**Required action:** Could you print the rows below verbatim, from the very start through the line containing "57L31 53H26L24 59L20", both ends included and with the picture left out?

======== Data

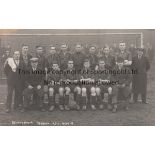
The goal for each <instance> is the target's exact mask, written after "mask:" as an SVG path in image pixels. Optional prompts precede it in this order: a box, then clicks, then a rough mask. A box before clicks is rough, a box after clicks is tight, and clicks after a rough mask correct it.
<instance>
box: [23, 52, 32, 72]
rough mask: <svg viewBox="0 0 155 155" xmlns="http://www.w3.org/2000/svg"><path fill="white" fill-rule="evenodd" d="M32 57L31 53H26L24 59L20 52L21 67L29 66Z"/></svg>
mask: <svg viewBox="0 0 155 155" xmlns="http://www.w3.org/2000/svg"><path fill="white" fill-rule="evenodd" d="M31 58H32V55H31V54H27V59H24V56H23V55H22V54H21V55H20V61H21V62H22V65H23V66H22V67H23V69H24V68H25V67H27V66H30V65H31V64H30V59H31Z"/></svg>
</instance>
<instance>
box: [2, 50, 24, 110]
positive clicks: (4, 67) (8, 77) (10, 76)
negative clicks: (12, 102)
mask: <svg viewBox="0 0 155 155" xmlns="http://www.w3.org/2000/svg"><path fill="white" fill-rule="evenodd" d="M20 68H21V61H20V52H19V51H15V52H14V54H13V58H8V59H7V60H6V62H5V64H4V72H5V74H6V76H7V87H8V94H7V101H6V112H10V110H11V104H12V97H13V91H15V96H14V109H15V110H16V109H18V108H19V105H20V104H22V88H21V86H22V78H23V76H22V74H20V72H19V69H20Z"/></svg>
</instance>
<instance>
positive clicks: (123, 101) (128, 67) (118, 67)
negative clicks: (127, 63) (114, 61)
mask: <svg viewBox="0 0 155 155" xmlns="http://www.w3.org/2000/svg"><path fill="white" fill-rule="evenodd" d="M114 71H115V73H113V74H112V78H111V79H112V80H113V81H117V84H115V85H114V86H113V90H112V91H114V92H115V94H116V97H117V98H116V101H117V102H115V103H113V109H112V111H113V112H116V111H117V107H118V105H119V104H120V103H121V104H123V106H124V108H125V109H126V110H128V104H129V100H130V95H131V89H130V83H131V79H132V75H131V70H130V68H129V67H127V66H124V59H123V58H122V57H118V58H117V64H116V65H115V67H114Z"/></svg>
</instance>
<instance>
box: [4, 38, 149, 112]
mask: <svg viewBox="0 0 155 155" xmlns="http://www.w3.org/2000/svg"><path fill="white" fill-rule="evenodd" d="M48 48H49V50H48V51H47V52H45V49H44V47H43V46H42V45H38V46H36V50H35V52H33V55H32V54H31V53H30V52H29V45H26V44H23V45H22V48H21V51H14V52H13V56H8V57H7V59H6V60H5V63H4V72H5V74H6V76H7V100H6V112H7V113H8V112H11V110H12V102H13V103H14V104H13V109H14V110H19V111H21V112H26V111H29V110H32V109H37V110H41V111H49V112H52V111H53V110H55V109H60V110H61V111H63V110H67V111H69V110H72V109H76V110H87V109H89V108H90V109H92V110H97V109H100V110H103V109H108V110H110V111H112V112H116V111H117V110H118V107H119V105H123V107H124V109H125V110H128V105H129V103H133V104H136V103H138V96H139V95H141V99H142V102H141V103H144V104H146V103H147V102H146V94H147V71H148V70H149V69H150V62H149V58H148V56H147V55H146V49H144V48H135V47H131V48H129V49H127V48H126V43H125V42H124V41H121V42H119V46H118V48H117V47H112V48H111V47H109V46H108V45H105V46H104V47H103V48H102V49H100V50H99V49H98V48H97V47H96V46H94V45H90V46H87V47H85V46H84V45H82V44H81V43H77V44H76V45H75V47H74V48H73V49H70V48H69V46H68V45H67V44H65V43H63V44H61V45H60V48H59V49H58V48H57V47H56V46H54V45H50V46H49V47H48ZM13 92H14V93H13ZM13 99H14V101H13ZM73 105H74V106H73Z"/></svg>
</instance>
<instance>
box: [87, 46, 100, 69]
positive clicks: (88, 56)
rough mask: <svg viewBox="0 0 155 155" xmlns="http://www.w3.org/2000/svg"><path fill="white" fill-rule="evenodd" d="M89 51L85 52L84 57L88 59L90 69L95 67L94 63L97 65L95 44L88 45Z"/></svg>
mask: <svg viewBox="0 0 155 155" xmlns="http://www.w3.org/2000/svg"><path fill="white" fill-rule="evenodd" d="M88 52H89V53H88V54H86V58H87V59H89V60H90V64H91V66H90V67H91V69H93V70H94V69H95V67H96V65H97V61H98V58H97V47H96V46H95V45H91V46H90V47H89V51H88ZM85 53H86V52H85Z"/></svg>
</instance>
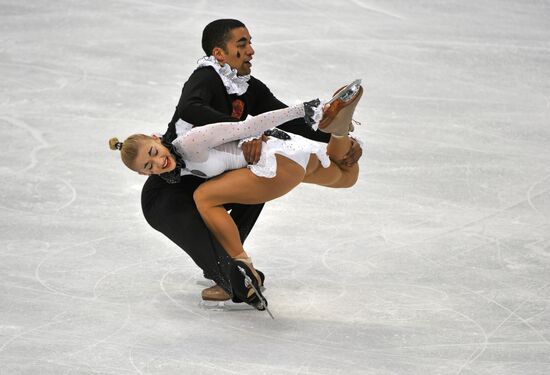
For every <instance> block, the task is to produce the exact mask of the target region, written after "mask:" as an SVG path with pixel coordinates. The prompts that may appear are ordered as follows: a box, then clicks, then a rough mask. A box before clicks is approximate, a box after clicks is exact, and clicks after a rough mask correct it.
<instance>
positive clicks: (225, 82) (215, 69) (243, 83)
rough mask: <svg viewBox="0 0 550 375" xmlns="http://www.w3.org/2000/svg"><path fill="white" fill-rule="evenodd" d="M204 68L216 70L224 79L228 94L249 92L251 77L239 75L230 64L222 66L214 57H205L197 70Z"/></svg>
mask: <svg viewBox="0 0 550 375" xmlns="http://www.w3.org/2000/svg"><path fill="white" fill-rule="evenodd" d="M204 66H211V67H213V68H214V70H215V71H216V73H218V75H219V76H220V78H221V79H222V82H223V84H224V86H225V89H226V90H227V93H228V94H230V95H231V94H237V95H242V94H244V93H245V92H246V90H248V80H249V79H250V75H246V76H239V75H237V69H231V67H230V66H229V64H224V65H223V66H222V65H220V63H219V62H218V60H216V58H215V57H214V56H208V57H203V58H201V59H200V60H199V61H197V69H198V68H202V67H204Z"/></svg>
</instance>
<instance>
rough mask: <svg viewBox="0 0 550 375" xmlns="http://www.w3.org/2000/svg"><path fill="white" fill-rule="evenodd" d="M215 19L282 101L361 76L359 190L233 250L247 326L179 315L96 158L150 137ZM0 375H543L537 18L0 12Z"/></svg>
mask: <svg viewBox="0 0 550 375" xmlns="http://www.w3.org/2000/svg"><path fill="white" fill-rule="evenodd" d="M229 17H230V18H238V19H240V20H242V21H243V22H244V23H245V24H246V25H247V26H248V28H249V30H250V32H251V35H252V38H253V46H254V48H255V50H256V54H255V56H254V59H253V61H252V62H253V68H252V69H253V75H254V76H256V77H258V78H259V79H261V80H262V81H263V82H265V83H266V84H267V85H268V86H269V87H270V88H271V90H272V91H273V92H274V94H275V95H276V96H277V97H279V98H280V99H281V100H283V101H285V102H287V103H295V102H298V101H304V100H309V99H312V98H315V97H318V96H320V97H322V98H328V97H330V96H331V94H332V92H333V91H334V90H336V89H337V88H338V87H340V86H342V85H343V84H345V83H347V82H349V81H351V80H353V79H355V78H362V79H363V82H364V84H365V89H366V91H365V95H364V96H363V100H362V101H361V103H360V104H359V106H358V109H357V111H356V119H357V120H359V121H361V122H362V126H359V127H358V128H357V131H356V134H357V136H359V137H360V138H362V139H363V140H364V141H365V145H366V147H365V150H364V151H365V155H364V156H363V158H362V159H361V161H360V165H361V175H360V181H359V182H358V184H357V185H356V186H355V187H354V188H352V189H349V190H345V191H344V190H340V191H336V190H330V189H324V188H320V187H315V186H301V187H299V188H298V189H296V190H295V191H293V192H292V193H290V194H289V195H287V196H285V197H283V198H281V199H279V200H277V201H274V202H271V203H269V204H267V205H266V207H265V209H264V211H263V213H262V215H261V217H260V219H259V221H258V222H257V225H256V226H255V228H254V230H253V232H252V234H251V236H250V238H249V240H248V241H247V243H246V248H247V250H248V252H249V253H250V254H251V255H252V256H253V258H254V261H255V265H256V266H257V267H258V268H259V269H261V270H263V271H264V272H265V273H266V274H267V281H266V287H267V289H266V292H265V294H266V297H267V298H268V299H269V303H270V308H271V310H272V312H273V314H274V315H275V317H276V319H275V320H271V319H270V318H269V316H268V315H267V314H266V313H262V312H258V311H253V310H247V311H207V310H204V309H202V308H201V307H200V306H199V302H200V291H201V289H202V288H203V286H202V285H200V284H198V283H199V282H200V281H201V280H203V279H202V273H201V272H200V270H199V268H198V267H196V266H195V265H194V264H193V262H192V261H191V259H190V258H189V257H188V256H187V255H186V254H185V253H184V252H183V251H182V250H181V249H179V248H178V247H176V246H175V245H173V244H172V243H171V242H170V241H169V240H168V239H166V238H165V237H164V236H163V235H162V234H160V233H158V232H156V231H154V230H153V229H152V228H151V227H149V226H148V224H147V223H146V222H145V219H144V218H143V215H142V213H141V207H140V192H141V187H142V185H143V182H144V178H143V177H142V176H138V175H137V174H134V173H131V172H130V171H129V170H127V169H126V168H125V167H124V166H123V165H122V163H121V162H120V158H119V155H118V154H117V153H114V152H112V151H110V150H109V149H108V146H107V140H108V139H109V138H110V137H112V136H118V137H119V138H124V137H126V136H127V135H129V134H131V133H134V132H145V133H151V132H164V130H165V128H166V124H167V123H168V121H169V120H170V118H171V116H172V113H173V110H174V107H175V105H176V104H177V100H178V98H179V94H180V91H181V87H182V85H183V83H184V82H185V81H186V79H187V77H188V76H189V75H190V74H191V72H192V71H193V70H194V67H195V64H196V61H197V60H198V59H199V58H200V57H201V56H203V52H202V51H201V49H200V35H201V32H202V28H203V27H204V26H205V25H206V24H207V23H208V22H210V21H212V20H214V19H216V18H229ZM0 29H1V33H0V74H1V76H2V80H1V82H2V84H1V85H0V132H1V135H2V140H3V142H2V146H1V147H0V155H1V158H0V192H1V196H0V215H1V216H0V226H1V232H0V374H1V375H13V374H46V375H60V374H113V375H126V374H154V375H157V374H216V375H219V374H255V375H260V374H281V375H290V374H293V375H305V374H311V375H314V374H315V375H317V374H329V375H336V374H346V375H347V374H417V375H425V374H454V375H459V374H463V375H466V374H487V375H489V374H491V375H494V374H517V375H520V374H521V375H546V374H549V373H550V308H549V303H550V299H549V298H550V1H519V0H516V1H497V0H484V1H483V0H482V1H459V0H454V1H435V0H434V1H414V2H412V1H405V0H392V1H381V0H379V1H374V0H373V1H371V0H368V1H367V0H350V1H326V2H325V1H255V2H253V1H230V2H221V1H208V2H207V1H176V0H169V1H161V0H149V1H145V0H144V1H141V0H137V1H130V0H113V1H68V0H61V1H37V0H35V1H27V0H0Z"/></svg>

================

**Task solution:**
The goal for each <instance> is the target's exact mask, written after "mask:" as an SVG path in image pixels. Optional prompts precede it in this order: a box, then clicks, then a rough mask. A box before clicks is rough, a box after clicks is tight, and clicks after a rough mask correct it.
<instance>
box: [23, 52, 32, 72]
rough mask: <svg viewBox="0 0 155 155" xmlns="http://www.w3.org/2000/svg"><path fill="white" fill-rule="evenodd" d="M32 57L31 53H26L24 59L20 52L21 67L29 66Z"/></svg>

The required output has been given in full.